◆ TEXT ◆
Do you remember what you said to me at our twenty year high school reunion, “buddy”?
 
I’m really sorry for bullying you…but you have to admit, you really had it coming.”
 
I understand that time passes, we grow, we change. You’ve turned your life around; even become an educator at the very junior high we attended.  As you’ve intimated in our one and only conversation since those days that standing on the outside, surveying bully and bullied, that you’ve gained an understanding for what you did and claim that you can see how far reaching the damage can be to those bullied.
 
And yet you still have the temerity to state “[I] really had it coming”?
 
Really? 
 
I had it coming? 
 
How so, Mr. “So-Called-Reformed-Bully?” You, with your back-handed apology, think you know what bullying does to a person.  You think I asked for it? You think I was weak? What you didn't know was that in my first two years of school I was a very violent child.  You never knew that when teased or cornered I would attack my peers with such savage, emotional fury the type of which only an enraged child can muster that my opponents would get seriously hurt; one of whom eventually ended up in the hospital. You never knew of the shame I would feel from my parents and the only teacher I adored and respected back then…of how they so thoroughly shamed me into never raising my hand in violence again. How I was practically forbidden to defend myself as my parents didn’t clarify the difference between violence and self-defense; how I could not retaliate for my opponent's (read: your) protection, not mine, for the rest of my scholastic life.

◆ RECORDS PROVIDED ◆
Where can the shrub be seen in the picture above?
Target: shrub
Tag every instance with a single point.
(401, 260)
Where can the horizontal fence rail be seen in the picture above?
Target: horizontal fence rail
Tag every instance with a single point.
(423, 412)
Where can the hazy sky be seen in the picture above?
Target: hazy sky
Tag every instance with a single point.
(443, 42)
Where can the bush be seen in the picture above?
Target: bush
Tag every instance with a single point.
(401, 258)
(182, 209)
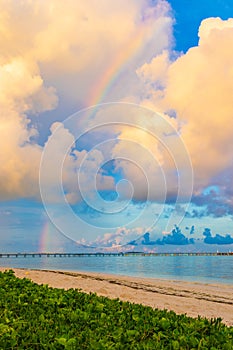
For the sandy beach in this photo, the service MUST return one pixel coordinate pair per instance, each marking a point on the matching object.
(191, 298)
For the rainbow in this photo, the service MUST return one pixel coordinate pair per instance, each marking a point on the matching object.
(114, 69)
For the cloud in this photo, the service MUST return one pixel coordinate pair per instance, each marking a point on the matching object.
(217, 239)
(198, 86)
(68, 53)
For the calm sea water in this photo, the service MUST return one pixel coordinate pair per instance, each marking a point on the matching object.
(208, 269)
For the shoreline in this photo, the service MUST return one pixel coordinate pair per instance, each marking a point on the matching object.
(191, 298)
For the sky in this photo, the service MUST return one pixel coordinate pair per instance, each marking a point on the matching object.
(115, 121)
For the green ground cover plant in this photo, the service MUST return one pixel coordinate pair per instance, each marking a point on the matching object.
(36, 316)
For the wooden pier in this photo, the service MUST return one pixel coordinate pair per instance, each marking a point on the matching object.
(98, 254)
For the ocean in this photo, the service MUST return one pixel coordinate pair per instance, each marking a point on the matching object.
(206, 269)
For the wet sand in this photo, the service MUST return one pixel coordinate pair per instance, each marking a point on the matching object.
(191, 298)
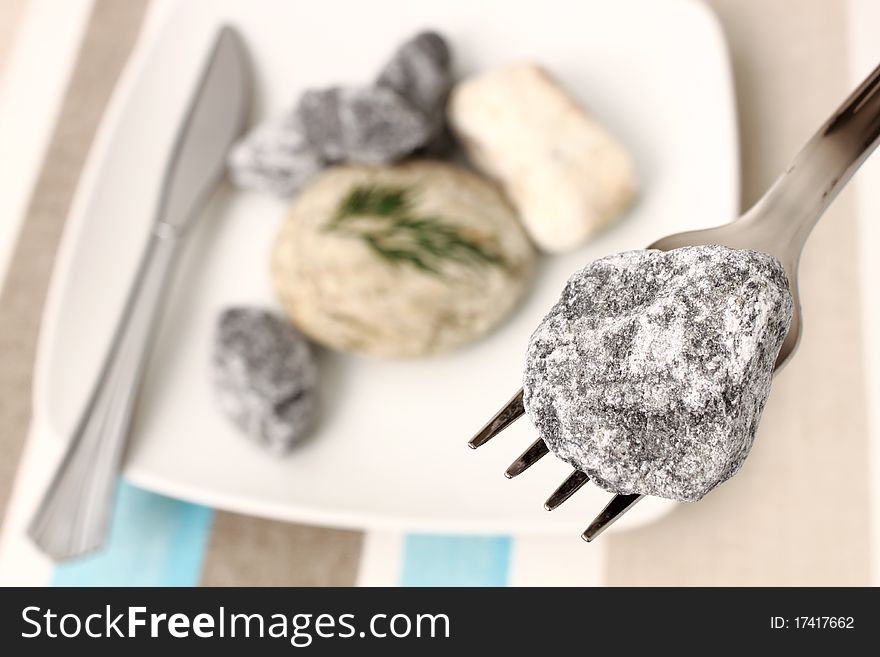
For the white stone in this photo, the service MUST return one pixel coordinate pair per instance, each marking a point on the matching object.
(566, 175)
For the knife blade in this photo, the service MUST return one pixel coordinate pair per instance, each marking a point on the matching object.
(72, 518)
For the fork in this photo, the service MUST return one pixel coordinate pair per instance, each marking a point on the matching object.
(778, 224)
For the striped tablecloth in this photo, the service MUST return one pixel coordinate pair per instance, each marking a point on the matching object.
(804, 509)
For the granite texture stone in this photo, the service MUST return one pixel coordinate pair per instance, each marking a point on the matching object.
(651, 371)
(265, 377)
(420, 72)
(275, 158)
(364, 125)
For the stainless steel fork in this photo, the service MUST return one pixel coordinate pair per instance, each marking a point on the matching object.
(779, 224)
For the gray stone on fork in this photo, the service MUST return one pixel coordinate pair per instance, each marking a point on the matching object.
(651, 371)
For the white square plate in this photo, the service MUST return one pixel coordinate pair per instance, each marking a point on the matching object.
(390, 451)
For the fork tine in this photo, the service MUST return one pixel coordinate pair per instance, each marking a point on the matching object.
(511, 412)
(527, 459)
(618, 505)
(569, 487)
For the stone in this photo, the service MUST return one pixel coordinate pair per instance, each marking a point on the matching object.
(275, 158)
(400, 262)
(419, 71)
(365, 125)
(567, 176)
(265, 377)
(651, 371)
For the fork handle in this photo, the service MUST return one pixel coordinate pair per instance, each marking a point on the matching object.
(791, 207)
(72, 518)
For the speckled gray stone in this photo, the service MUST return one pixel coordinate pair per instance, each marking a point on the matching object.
(364, 125)
(265, 377)
(651, 371)
(275, 158)
(419, 72)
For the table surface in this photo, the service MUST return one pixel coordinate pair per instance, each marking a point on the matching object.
(816, 455)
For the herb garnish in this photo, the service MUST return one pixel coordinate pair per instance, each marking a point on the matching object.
(397, 235)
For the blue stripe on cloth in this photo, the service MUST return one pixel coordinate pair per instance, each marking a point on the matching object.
(455, 560)
(154, 541)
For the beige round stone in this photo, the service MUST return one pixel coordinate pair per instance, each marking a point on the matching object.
(402, 261)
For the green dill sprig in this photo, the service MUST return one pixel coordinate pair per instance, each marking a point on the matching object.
(401, 238)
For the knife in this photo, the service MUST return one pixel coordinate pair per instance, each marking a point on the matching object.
(72, 518)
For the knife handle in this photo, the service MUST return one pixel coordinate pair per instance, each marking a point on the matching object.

◆ EXERCISE ◆
Write the next passage of the letter to the former bully shown above the items, beginning right after its final sentence.

◆ RESPONSE ◆
 
All I wanted to do was mind my own business, show up to my classes, do what was required, and leave.  You and your cronies went out of your way to seek me out to heap your daily dose of verbal and physical abuse. I carried all my heavy school books…yes, ALL…in my backpack to minimize any possibility of your cornering me at my locker. I learned your (and your buddies’) class and lunch schedules so as to navigate the hallways with the minimal possibility of running into you.  I minded my own business on those rare classes we shared, but that didn’t stop you from surreptitiously tying my belt loop to my chair so that when the bell rang, I almost cracked my skull open after my chair slipped from under me due to the force of my getting up. 
 
You never knew that during school days I would wake up with a feeling of anxious dread. You never knew the toll it took on my self-esteem…how the rest of you could go about your lives willy-nilly and how I had to stay in control.  Every hit, every punch, every verbal epitaph I received…all undeserved, yet stoically (at least outwardly) endured nonetheless because, in the back of my mind, the shame would return; shame in and shame out without expression or release, impotently drowning in my own salty sea of sorrow.
 
And that pain stays with you…no matter what the age or how much time has passed. It stings with the freshness of yesterday. It becomes a part of your make-up. It infuses so much of your decisions in life whether consciously or otherwise. You take up self-defense classes. You bulk up your body by adding muscle to your frame. You gain an empathy for those that the “too cool for school” set has written off and discarded. You pick yourself up, dust yourself off, and trudge forward. You harden.  You compromise your ability to trust to keep from being betrayed.  You distance yourself from others to keep from feeling pain again.  You become a person who becomes virtually unrecognizable to the person who you used to be.  Yes, to some degree my own transformation is due in part because of you and your ilk. However, you should consider it a source of shame, not pride. Yes, one can move on from those experiences, learn from them, and let them go.  But despite that, the pain still remains as prevalent as a scar. It heals, bur remains.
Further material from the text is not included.